Retype the records below exactly as they appear, but leave out any pictures.

---- Task input

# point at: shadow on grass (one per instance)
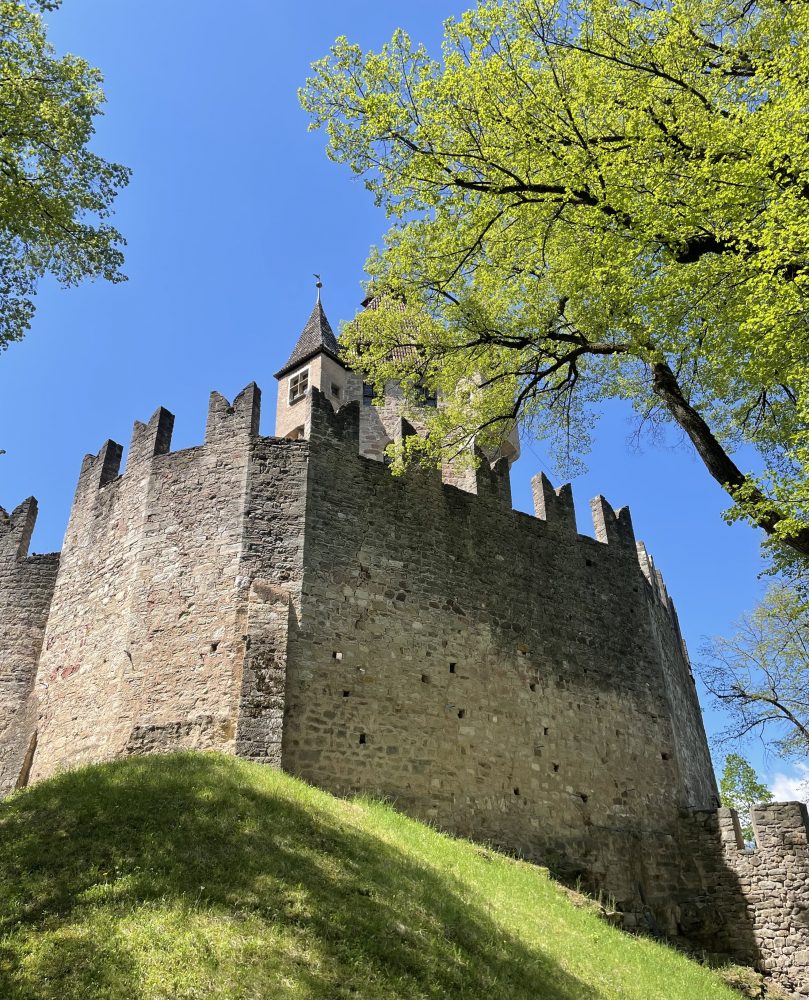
(196, 831)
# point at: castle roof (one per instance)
(317, 337)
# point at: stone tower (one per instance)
(501, 675)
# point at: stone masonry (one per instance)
(500, 675)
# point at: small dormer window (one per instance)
(298, 385)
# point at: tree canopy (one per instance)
(55, 194)
(740, 789)
(760, 676)
(592, 199)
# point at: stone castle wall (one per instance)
(759, 897)
(144, 647)
(26, 588)
(498, 674)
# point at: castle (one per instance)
(286, 599)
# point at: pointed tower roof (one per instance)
(317, 336)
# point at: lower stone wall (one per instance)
(26, 589)
(756, 901)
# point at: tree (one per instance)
(740, 789)
(760, 676)
(55, 194)
(592, 199)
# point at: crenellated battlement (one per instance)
(150, 439)
(16, 530)
(26, 588)
(241, 419)
(290, 601)
(554, 508)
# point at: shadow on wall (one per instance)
(107, 872)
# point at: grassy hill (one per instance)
(202, 876)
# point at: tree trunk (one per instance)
(716, 460)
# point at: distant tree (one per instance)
(740, 789)
(593, 199)
(54, 192)
(760, 676)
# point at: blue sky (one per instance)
(232, 206)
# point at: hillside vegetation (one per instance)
(203, 876)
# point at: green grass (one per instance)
(202, 876)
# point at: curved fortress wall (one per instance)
(146, 639)
(498, 674)
(26, 588)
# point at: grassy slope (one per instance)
(202, 876)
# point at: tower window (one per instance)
(425, 396)
(298, 385)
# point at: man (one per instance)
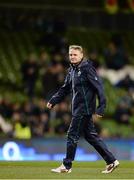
(85, 84)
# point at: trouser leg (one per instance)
(92, 137)
(73, 136)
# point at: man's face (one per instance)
(75, 56)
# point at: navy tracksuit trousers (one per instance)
(84, 124)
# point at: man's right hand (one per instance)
(49, 106)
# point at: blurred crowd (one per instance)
(31, 118)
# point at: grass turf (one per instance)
(81, 170)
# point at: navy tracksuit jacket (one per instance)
(84, 83)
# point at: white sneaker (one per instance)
(61, 169)
(111, 167)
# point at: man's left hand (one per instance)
(96, 117)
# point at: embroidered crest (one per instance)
(79, 72)
(96, 78)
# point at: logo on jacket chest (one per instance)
(79, 72)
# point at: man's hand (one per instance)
(49, 106)
(96, 117)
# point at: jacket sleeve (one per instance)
(62, 92)
(97, 84)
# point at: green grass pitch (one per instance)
(81, 170)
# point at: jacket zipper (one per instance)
(84, 96)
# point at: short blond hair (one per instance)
(76, 47)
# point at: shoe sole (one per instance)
(112, 169)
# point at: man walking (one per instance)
(85, 85)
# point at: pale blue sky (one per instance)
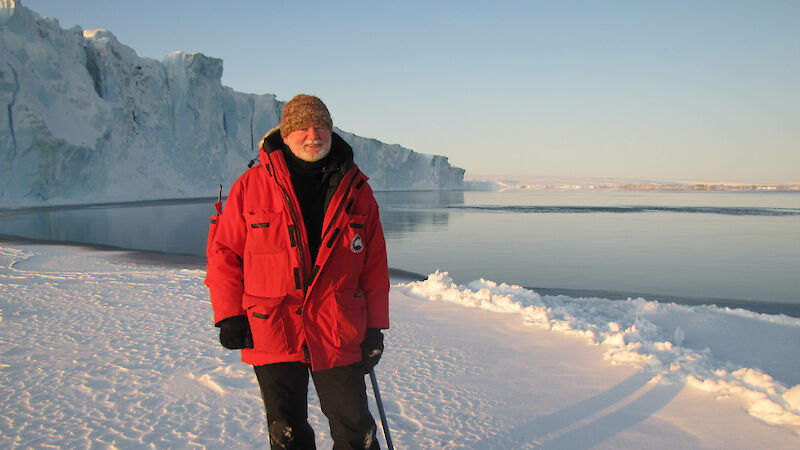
(667, 90)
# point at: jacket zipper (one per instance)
(297, 233)
(339, 208)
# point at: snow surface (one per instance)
(100, 349)
(85, 117)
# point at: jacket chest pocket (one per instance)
(266, 259)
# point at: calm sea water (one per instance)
(692, 246)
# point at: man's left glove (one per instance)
(234, 333)
(371, 349)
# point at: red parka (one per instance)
(259, 264)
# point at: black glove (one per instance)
(234, 333)
(371, 349)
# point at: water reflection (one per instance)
(181, 226)
(403, 213)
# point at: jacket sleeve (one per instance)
(374, 278)
(224, 270)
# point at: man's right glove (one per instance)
(234, 333)
(371, 349)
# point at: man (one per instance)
(299, 281)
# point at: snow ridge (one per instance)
(701, 346)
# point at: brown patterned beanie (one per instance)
(304, 111)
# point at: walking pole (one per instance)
(380, 409)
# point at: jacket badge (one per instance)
(357, 244)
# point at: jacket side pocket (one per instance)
(267, 324)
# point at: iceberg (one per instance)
(86, 119)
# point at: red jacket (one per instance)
(259, 264)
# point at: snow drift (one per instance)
(85, 116)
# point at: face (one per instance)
(311, 144)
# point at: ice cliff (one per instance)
(86, 120)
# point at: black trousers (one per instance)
(342, 395)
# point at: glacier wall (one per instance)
(85, 120)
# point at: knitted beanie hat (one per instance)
(304, 111)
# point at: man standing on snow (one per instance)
(298, 278)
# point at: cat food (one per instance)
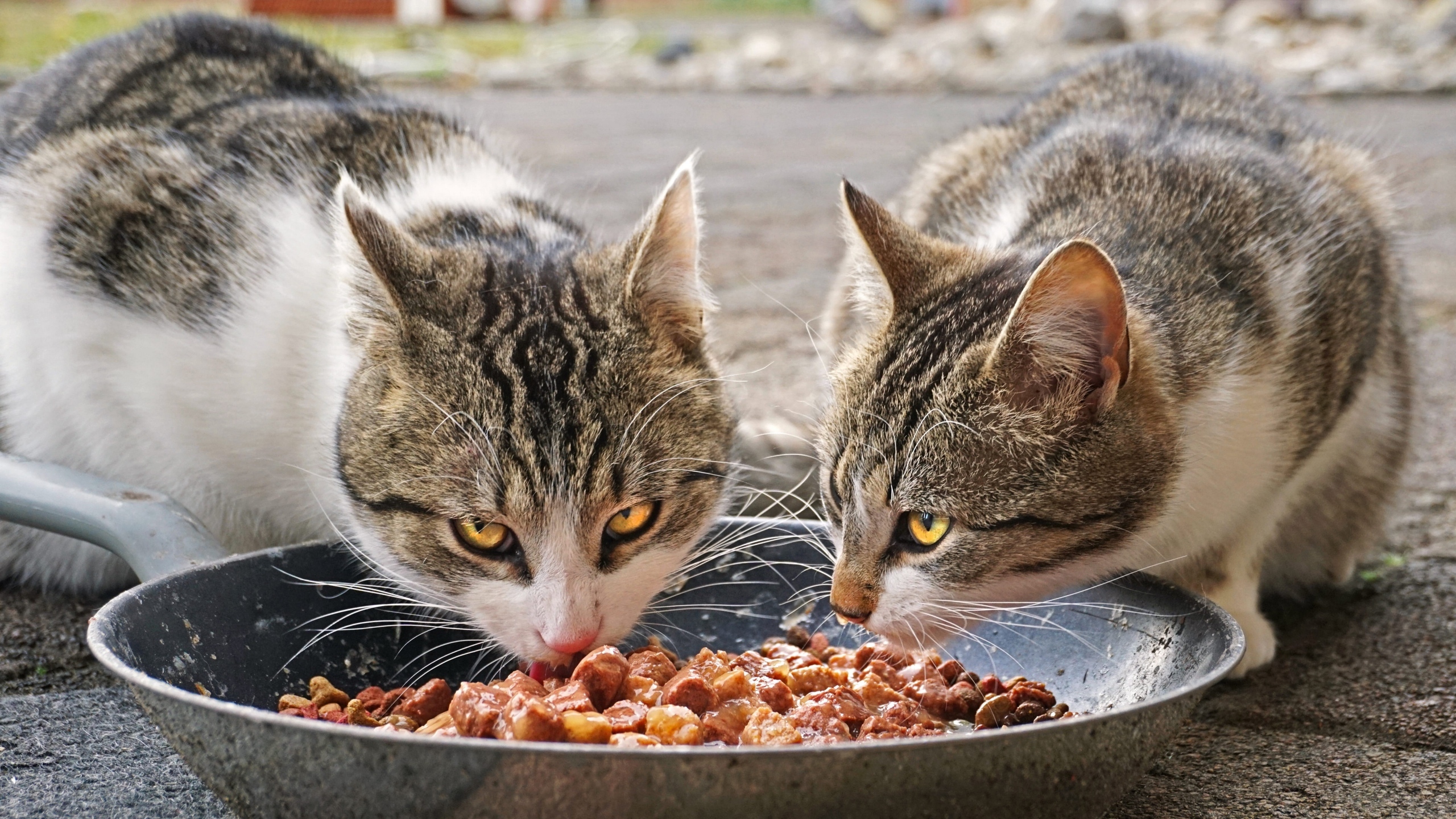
(796, 690)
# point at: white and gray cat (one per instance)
(1151, 320)
(237, 273)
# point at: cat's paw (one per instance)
(1259, 642)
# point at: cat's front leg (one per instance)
(1239, 597)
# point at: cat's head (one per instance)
(535, 431)
(994, 435)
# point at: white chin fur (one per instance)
(568, 601)
(915, 611)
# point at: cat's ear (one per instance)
(664, 279)
(895, 263)
(372, 242)
(1068, 334)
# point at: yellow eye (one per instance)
(482, 537)
(631, 521)
(928, 528)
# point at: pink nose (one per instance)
(571, 644)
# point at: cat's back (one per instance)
(172, 75)
(167, 168)
(1236, 224)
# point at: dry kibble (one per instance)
(359, 716)
(322, 693)
(587, 727)
(436, 723)
(392, 697)
(402, 722)
(292, 701)
(372, 697)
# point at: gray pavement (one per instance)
(1356, 716)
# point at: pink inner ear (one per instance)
(1072, 322)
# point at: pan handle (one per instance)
(147, 530)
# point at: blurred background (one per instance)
(804, 46)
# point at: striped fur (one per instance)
(1256, 435)
(238, 273)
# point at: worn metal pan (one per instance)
(209, 647)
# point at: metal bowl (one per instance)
(209, 651)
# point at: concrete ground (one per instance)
(1356, 716)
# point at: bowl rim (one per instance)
(102, 626)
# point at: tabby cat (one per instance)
(237, 273)
(1151, 320)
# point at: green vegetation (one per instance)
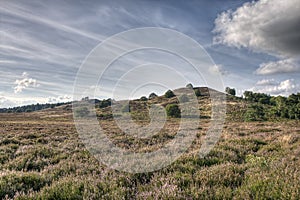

--------

Solution for this problem:
# point at: shadow on grass (one per instance)
(196, 831)
# point at: castle roof (one per instance)
(317, 337)
# point at: stone tower (one per instance)
(501, 675)
# point at: stone masonry (one per instance)
(500, 675)
# point at: small dormer window (one per instance)
(298, 385)
# point at: tree canopy (one per instance)
(55, 194)
(740, 789)
(760, 676)
(592, 199)
# point at: stone castle wall (one per instance)
(759, 897)
(144, 647)
(26, 588)
(498, 674)
# point at: castle (one per instance)
(286, 599)
# point at: pointed tower roof (one per instance)
(317, 336)
# point at: lower stone wall (one per instance)
(26, 589)
(756, 901)
# point at: tree (one per instance)
(740, 789)
(760, 676)
(55, 194)
(592, 199)
# point at: crenellated battlement (one per instance)
(150, 439)
(16, 530)
(26, 588)
(241, 419)
(290, 601)
(554, 508)
# point at: shadow on wall (one per instance)
(107, 872)
# point at: grassy hill (one per instance)
(202, 876)
# point at: tree trunk (one per instance)
(716, 460)
# point at: distant tree (one per instance)
(740, 789)
(593, 199)
(54, 192)
(760, 676)
# point at: blue sky (one per instance)
(232, 206)
# point at: hillside vegetation (one per instance)
(203, 876)
# point at: green grass (one per instance)
(202, 876)
# point at: curved fortress wall (one per instance)
(146, 639)
(498, 674)
(26, 588)
# point at: grassy slope (one per instance)
(202, 876)
# point at: tower window (one per instance)
(425, 396)
(298, 385)
# point at: man (one per instance)
(85, 84)
# point at: trouser leg (one per instance)
(92, 137)
(73, 136)
# point at: man's face (one per instance)
(75, 56)
# point at: navy tracksuit trousers (one per instance)
(84, 124)
# point at: man's right hand (one per instance)
(49, 106)
# point at: blurred crowd (one per instance)
(31, 118)
# point at: grass turf (one per instance)
(81, 170)
# point at: navy tracksuit jacket (one per instance)
(84, 83)
# point at: white sneaker (one per instance)
(61, 169)
(111, 167)
# point at: man's left hand (one per instance)
(96, 117)
# point at: embroidered crest (one per instance)
(79, 72)
(96, 78)
# point at: logo on jacket chest (one per instance)
(79, 72)
# point at: man's hand (one per instance)
(49, 106)
(96, 117)
# point at: jacket sleeve (one per instance)
(62, 92)
(97, 84)
# point at: green grass pitch (one per instance)
(81, 170)
# point at: jacket zipper (one per instance)
(84, 96)
# point at: short blond hair (one per instance)
(76, 47)
# point at: shoe sole (one per instance)
(112, 169)
# point at: man walking (one per instance)
(85, 85)
# point at: pale blue sky (one per instance)
(667, 90)
# point at: jacket zipper (one per instance)
(297, 233)
(339, 208)
# point at: snow surface (one per instance)
(100, 349)
(85, 117)
# point at: jacket chest pocket (one per instance)
(266, 259)
# point at: calm sea water (one per instance)
(692, 246)
# point at: man's left glove (one per instance)
(234, 333)
(371, 349)
# point at: red parka (one per instance)
(259, 264)
# point at: black glove (one per instance)
(234, 333)
(371, 349)
# point at: water reflection (one per instance)
(181, 226)
(403, 213)
# point at: jacket sleeve (one per instance)
(374, 278)
(224, 270)
# point at: man's right glove (one per instance)
(234, 333)
(371, 349)
# point at: man (one per instance)
(299, 281)
# point at: snow ridge (one per instance)
(701, 346)
# point at: brown patterned beanie (one per instance)
(304, 111)
# point at: walking pole (one per instance)
(380, 409)
# point at: jacket badge (one per instance)
(357, 244)
# point at: jacket side pocket (one per instance)
(267, 324)
# point at: iceberg (one per instance)
(86, 119)
# point at: red jacket (one per instance)
(259, 264)
# point at: snow drift (one per instance)
(85, 116)
# point at: face (one per instance)
(311, 144)
# point at: ice cliff (one per instance)
(86, 120)
# point at: black trousers (one per instance)
(342, 395)
# point at: glacier wall (one per instance)
(85, 120)
# point at: knitted beanie hat (one per instance)
(304, 111)
# point at: man standing on snow (one per instance)
(298, 278)
# point at: cat food (one per instance)
(796, 690)
# point at: white and gray cat (one per instance)
(1151, 320)
(237, 273)
# point at: cat's paw (one per instance)
(1259, 642)
# point at: cat's front leg (one per instance)
(1239, 597)
# point at: cat's head (one per instance)
(535, 431)
(994, 435)
# point at: white chin fur (one per instance)
(568, 601)
(915, 611)
# point at: cat's ear (one per instance)
(664, 279)
(895, 263)
(372, 242)
(1068, 334)
# point at: yellow eye (one per instance)
(482, 537)
(631, 521)
(928, 528)
# point at: pink nose (one per instance)
(571, 644)
# point at: cat's back (one per instance)
(172, 75)
(167, 168)
(1236, 224)
# point at: dry kibble (one per instance)
(359, 716)
(322, 693)
(587, 727)
(436, 723)
(392, 697)
(402, 722)
(292, 701)
(372, 697)
# point at: gray pavement (one per instance)
(1356, 716)
# point at: pink inner ear (one per instance)
(1072, 322)
# point at: pan handle (one per instance)
(147, 530)
# point at: blurred background (one per instance)
(804, 46)
# point at: striped fur (one per instance)
(1256, 435)
(238, 273)
# point at: worn metal pan (one per instance)
(209, 647)
# point at: metal bowl (one per instance)
(209, 651)
# point at: concrete ground (one per instance)
(1356, 716)
# point at: bowl rim (one per instance)
(102, 626)
# point at: tabby cat (one per instance)
(237, 273)
(1151, 320)
# point at: green vegetation (one per instance)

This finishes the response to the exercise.